OPDRACHT 1:
Beantwoord deze vragen over het fragment over opgenomen telefoongesprekken van gedetineerden:
(a) Vanaf welke datum geldt het artikel?
(b) Welk vakgebied wordt genoemd?
(c) Op welke datum was de uitgifte van de bronpublicatie van de inwerkingtreding?
OPDRACHT 2:
Noem alle verschillende datums die in het fragment staan. Noem elke datum één keer.
━━━━━ FRAGMENT ━━━━━
Einde inhoudsopgave
Penitentiaire maatregel
Artikel 23a [Opgenomen telefoongesprekken gedetineerden]
Geldend
Geldend vanaf 01-01-2022
- Redactionele toelichting
Lid 1, zoals dat luidde voor de inwerkingtreding van deze wijziging, blijft van toepassing op telefoongesprekken die zijn opgenomen voor het moment van inwerkingtreding van deze wijziging.
- Bronpublicatie:
24-11-2021, Stb. 2021, 578 (uitgifte: 01-12-2021, kamerstukken/regelingnummer: -)
- Inwerkingtreding
01-01-2022
- Bronpublicatie inwerkingtreding:
24-11-2021, Stb. 2021, 581 (uitgifte: 02-12-2021, kamerstukken/regelingnummer: -)
- Vakgebied(en)
Penitentiair recht / Algemeen
1.
━━━━━ AANGELEVERDE GEGEVENS ━━━━━
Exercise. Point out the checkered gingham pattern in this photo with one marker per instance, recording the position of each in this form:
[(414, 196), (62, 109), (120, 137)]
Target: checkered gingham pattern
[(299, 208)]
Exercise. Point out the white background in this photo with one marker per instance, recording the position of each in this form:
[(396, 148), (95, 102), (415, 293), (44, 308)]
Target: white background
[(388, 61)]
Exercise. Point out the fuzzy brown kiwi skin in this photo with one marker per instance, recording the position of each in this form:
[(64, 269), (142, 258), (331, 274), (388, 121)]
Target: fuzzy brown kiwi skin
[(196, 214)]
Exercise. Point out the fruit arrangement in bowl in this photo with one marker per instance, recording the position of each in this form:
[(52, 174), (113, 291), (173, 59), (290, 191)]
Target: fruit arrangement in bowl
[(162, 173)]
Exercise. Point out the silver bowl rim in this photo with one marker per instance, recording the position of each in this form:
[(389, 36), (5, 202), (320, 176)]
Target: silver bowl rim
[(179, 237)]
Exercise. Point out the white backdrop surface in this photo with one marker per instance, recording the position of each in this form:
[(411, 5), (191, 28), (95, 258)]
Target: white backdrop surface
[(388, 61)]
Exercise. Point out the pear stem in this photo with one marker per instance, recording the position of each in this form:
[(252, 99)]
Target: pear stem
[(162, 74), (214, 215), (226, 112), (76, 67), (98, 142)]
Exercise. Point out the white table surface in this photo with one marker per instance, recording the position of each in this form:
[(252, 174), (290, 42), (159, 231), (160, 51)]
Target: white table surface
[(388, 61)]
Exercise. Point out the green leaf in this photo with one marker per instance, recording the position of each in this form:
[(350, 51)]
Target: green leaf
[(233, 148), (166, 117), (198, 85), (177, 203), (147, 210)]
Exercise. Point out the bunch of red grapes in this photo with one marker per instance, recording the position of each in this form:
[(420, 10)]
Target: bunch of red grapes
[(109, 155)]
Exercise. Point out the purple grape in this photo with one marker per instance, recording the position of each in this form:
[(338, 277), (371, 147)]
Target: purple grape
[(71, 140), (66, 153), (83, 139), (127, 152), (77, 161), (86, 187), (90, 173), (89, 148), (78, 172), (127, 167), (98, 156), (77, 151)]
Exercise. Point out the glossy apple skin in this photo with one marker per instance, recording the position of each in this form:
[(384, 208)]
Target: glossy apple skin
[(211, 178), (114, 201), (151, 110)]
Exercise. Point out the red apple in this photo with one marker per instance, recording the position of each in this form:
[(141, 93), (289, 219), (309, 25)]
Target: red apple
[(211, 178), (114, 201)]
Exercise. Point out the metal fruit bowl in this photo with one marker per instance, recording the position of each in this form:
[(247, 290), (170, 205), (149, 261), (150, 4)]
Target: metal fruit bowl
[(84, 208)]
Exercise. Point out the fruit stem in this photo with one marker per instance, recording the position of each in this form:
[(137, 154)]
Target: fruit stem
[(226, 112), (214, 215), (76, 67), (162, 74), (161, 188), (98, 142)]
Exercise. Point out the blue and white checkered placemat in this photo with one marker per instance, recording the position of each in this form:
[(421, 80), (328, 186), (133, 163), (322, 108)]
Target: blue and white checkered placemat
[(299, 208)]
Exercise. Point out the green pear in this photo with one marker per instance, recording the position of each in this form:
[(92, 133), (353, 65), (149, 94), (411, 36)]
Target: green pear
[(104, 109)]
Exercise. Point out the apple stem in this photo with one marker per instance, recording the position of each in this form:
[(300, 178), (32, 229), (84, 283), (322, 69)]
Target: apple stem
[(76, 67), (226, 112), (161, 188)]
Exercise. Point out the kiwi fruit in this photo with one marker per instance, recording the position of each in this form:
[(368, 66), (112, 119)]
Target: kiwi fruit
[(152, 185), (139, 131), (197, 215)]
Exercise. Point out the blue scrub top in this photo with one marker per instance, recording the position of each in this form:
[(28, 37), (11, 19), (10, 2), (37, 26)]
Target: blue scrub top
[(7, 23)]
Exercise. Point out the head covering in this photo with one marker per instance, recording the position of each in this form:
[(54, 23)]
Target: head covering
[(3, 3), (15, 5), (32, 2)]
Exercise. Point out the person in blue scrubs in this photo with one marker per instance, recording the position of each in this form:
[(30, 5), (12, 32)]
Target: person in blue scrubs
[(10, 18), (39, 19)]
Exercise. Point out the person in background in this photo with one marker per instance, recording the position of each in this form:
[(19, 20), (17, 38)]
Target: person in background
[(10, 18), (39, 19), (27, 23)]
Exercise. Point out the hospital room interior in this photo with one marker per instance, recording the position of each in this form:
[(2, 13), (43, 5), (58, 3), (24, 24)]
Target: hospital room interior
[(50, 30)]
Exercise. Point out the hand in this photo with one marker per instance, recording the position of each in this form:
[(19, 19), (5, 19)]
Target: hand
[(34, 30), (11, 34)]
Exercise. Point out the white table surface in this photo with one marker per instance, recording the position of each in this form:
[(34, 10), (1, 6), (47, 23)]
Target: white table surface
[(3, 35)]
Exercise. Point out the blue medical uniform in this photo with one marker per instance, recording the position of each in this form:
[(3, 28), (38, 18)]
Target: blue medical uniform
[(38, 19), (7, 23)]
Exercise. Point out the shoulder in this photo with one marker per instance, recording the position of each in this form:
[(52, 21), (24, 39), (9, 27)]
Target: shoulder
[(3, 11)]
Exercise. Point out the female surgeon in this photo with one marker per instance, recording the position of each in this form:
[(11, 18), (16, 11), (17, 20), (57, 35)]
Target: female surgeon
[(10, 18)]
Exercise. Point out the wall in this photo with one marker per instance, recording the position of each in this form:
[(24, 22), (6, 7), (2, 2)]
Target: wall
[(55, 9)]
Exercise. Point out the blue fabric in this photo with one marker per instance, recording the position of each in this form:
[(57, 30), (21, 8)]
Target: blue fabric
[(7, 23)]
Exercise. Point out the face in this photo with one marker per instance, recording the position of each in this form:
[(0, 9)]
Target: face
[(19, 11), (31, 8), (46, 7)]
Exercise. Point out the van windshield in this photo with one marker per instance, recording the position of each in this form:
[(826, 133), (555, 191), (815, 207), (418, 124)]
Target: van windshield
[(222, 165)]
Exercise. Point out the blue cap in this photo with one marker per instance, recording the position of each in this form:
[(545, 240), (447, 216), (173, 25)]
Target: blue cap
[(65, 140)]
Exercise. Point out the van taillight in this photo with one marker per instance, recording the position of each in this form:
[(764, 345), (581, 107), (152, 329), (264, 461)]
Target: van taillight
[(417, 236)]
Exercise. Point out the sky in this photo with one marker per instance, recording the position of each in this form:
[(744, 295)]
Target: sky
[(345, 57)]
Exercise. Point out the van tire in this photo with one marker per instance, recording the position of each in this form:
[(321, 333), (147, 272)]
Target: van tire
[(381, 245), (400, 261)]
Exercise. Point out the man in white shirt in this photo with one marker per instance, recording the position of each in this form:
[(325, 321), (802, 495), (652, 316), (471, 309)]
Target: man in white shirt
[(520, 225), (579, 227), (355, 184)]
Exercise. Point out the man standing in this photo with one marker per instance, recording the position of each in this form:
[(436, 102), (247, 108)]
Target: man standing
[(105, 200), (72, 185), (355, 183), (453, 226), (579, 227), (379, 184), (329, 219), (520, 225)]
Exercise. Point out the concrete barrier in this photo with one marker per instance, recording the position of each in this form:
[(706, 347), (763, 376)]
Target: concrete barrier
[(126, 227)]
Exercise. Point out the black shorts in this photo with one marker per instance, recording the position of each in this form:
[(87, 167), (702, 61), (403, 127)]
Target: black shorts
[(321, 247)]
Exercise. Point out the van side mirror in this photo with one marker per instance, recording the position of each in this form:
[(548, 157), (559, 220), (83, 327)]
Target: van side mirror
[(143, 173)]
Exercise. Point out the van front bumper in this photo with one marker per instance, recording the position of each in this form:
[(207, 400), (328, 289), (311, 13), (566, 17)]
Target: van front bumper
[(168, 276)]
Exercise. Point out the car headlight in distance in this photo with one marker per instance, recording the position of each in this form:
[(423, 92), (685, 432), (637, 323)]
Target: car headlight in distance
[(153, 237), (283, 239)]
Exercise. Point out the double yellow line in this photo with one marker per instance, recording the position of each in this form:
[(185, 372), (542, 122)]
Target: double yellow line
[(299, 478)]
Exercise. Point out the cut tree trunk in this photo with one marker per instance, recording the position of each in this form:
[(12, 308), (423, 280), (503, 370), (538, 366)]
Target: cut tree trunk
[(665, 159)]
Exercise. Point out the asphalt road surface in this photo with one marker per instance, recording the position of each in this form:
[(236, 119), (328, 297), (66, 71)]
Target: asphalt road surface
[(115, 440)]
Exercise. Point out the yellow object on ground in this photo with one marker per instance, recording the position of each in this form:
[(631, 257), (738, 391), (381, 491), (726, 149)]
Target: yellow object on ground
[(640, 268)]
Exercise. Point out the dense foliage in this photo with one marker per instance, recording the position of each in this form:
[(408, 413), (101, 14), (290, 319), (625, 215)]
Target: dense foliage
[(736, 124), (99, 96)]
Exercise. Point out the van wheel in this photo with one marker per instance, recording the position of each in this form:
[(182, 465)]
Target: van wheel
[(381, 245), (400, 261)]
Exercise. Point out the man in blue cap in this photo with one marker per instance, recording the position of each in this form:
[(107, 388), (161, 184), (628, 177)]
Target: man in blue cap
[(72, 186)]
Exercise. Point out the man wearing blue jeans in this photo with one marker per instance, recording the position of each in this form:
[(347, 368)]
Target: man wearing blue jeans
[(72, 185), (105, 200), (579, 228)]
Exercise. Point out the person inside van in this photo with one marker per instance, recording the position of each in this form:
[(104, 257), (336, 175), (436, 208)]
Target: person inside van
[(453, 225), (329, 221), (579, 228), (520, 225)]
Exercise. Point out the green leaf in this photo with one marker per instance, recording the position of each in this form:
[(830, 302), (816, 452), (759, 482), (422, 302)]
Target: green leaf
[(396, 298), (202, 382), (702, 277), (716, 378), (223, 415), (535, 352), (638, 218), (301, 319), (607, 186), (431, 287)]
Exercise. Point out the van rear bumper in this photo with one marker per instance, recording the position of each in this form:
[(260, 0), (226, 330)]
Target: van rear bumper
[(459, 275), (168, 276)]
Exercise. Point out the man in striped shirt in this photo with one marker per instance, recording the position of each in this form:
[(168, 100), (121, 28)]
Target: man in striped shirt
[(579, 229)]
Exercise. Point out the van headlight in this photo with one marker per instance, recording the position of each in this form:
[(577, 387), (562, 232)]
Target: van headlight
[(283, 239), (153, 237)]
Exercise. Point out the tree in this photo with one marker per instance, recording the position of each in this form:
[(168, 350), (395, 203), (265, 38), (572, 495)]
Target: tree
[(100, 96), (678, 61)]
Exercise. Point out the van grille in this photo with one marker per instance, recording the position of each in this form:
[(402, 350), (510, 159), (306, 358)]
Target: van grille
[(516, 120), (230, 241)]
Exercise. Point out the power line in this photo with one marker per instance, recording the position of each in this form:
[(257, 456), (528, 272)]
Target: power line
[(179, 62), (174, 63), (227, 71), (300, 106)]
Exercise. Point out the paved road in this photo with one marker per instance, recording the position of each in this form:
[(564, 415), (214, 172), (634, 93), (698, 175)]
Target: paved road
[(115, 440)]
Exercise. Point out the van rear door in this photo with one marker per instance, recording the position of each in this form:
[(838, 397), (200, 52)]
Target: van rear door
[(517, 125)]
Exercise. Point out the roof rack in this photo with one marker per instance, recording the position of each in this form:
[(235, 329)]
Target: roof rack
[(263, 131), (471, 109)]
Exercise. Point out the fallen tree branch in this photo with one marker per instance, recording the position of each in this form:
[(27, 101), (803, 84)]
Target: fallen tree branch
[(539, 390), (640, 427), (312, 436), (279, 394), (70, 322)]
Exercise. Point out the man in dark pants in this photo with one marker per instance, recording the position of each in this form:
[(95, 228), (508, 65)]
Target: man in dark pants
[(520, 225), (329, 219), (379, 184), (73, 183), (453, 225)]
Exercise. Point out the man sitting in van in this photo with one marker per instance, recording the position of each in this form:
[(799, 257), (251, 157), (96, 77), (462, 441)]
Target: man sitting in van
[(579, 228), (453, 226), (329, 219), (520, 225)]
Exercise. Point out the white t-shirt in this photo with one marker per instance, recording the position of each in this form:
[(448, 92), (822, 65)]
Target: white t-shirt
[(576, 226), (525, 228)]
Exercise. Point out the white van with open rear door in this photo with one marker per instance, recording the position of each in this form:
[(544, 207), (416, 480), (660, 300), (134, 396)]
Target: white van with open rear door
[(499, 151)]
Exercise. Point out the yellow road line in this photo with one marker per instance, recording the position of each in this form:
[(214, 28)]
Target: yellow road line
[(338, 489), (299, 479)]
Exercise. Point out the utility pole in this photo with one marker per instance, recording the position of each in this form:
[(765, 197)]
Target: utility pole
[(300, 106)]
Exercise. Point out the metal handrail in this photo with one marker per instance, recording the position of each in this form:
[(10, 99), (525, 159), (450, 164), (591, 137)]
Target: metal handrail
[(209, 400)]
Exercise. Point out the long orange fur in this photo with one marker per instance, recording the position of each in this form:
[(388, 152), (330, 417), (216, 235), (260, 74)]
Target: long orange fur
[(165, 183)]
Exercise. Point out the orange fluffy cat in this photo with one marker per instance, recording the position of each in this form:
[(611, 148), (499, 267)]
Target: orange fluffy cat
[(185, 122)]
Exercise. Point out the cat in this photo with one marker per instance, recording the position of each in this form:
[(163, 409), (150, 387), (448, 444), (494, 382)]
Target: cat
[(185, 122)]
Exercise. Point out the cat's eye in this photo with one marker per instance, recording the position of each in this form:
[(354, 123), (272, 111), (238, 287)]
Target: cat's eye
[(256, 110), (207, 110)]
━━━━━
UITWERKING 1:
(a) 01-01-2022
(b) Penitentiair recht / Algemeen
(c) 02-12-2021

UITWERKING 2:
24-11-2021, 01-12-2021, 02-12-2021, 01-01-2022